Answer these questions from the passage on NoSQL databases.
(a) Into which four categories can mainstream NoSQL databases be classified by data storage model?
(b) Which database did Kang et al. use for their sensor-integrated data repository model?
(c) According to Van et al., which database is a good choice for relatively larger amounts of sensor data?

[SUPPLIED PASSAGE]:
• • •

To address above issues, not only SQL (NoSQL) database management systems (DBMS) are emerging as a new solution. The mainstream NoSQL databases can be classified into four categories in terms of the data storage model: key-value store, document store, column store, and graph store. The emergence of NoSQL DBMS was accompanied by the urgent demand for handling continuous generation, large volumes and unstructured formats of real-time data, with the main characteristics of low-latency accessing, extensibility and low cost of hardware/software/labor [11
]. For example, Hao et al. used the Hadoop File System (HDFS) to store real-time multi-sensor stream data from IoT to track objects, such as tracking people in indoor spaces using radio frequency identification (RFID) [14
]. Kang et al. proposed a sensor-integrated data repository model using MongoDB to integrate heterogeneous IoT data sources such as RFID, sensor and global positioning systems (GPS), and optimize a shard key to maximize query speed and uniform data distribution over data servers [15
]. Van et al. compared the read/write performance of sensor data between Cassandra and MongoDB, and concluded that Cassandra is a good choice for relatively larger amounts of sensor data, while MongoDB is good for smaller amounts of sensor data [16
]. Kim et al. utilized Redis to solve the high traffics of web services in concurrent access [17
]. Although these NoSQL DBMS offer the benefits of high-performance writing/querying for large volume real-time input data, a novel approach for organization of real-time geospatial data is needed to cope with both fast-growing real-time input data and on-the-fly analysis results for real-time geo-processing.

• • •

Stored data
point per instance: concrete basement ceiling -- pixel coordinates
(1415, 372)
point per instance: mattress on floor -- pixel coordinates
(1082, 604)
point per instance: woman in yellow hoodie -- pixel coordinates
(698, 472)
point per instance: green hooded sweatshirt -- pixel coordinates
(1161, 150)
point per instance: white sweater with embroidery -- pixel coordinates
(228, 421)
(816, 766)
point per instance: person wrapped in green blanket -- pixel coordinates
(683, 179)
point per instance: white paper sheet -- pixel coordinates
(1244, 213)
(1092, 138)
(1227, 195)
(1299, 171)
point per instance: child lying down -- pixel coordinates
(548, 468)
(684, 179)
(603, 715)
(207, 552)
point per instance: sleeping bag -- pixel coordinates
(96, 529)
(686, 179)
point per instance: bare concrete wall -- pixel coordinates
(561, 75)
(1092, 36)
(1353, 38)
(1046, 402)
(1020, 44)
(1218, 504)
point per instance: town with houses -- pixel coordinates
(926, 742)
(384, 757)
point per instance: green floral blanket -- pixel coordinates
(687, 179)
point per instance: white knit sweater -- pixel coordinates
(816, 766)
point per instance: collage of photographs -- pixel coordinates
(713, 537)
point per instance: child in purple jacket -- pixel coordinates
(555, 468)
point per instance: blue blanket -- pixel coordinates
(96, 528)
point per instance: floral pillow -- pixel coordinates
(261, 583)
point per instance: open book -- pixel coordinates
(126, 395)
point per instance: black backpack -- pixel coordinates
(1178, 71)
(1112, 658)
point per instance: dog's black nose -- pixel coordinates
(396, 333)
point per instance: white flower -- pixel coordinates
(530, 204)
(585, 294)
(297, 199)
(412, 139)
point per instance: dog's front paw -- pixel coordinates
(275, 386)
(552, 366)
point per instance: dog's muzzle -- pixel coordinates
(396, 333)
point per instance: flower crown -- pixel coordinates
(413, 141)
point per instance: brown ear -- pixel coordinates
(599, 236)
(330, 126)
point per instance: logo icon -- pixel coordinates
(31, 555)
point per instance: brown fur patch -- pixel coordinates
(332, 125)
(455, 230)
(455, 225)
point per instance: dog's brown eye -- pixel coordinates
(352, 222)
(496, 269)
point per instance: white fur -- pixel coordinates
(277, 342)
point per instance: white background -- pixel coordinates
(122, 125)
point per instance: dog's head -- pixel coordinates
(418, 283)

• • •

[THE SOLUTION]:
(a) Key-value store, document store, column store, and graph store.
(b) MongoDB.
(c) Cassandra.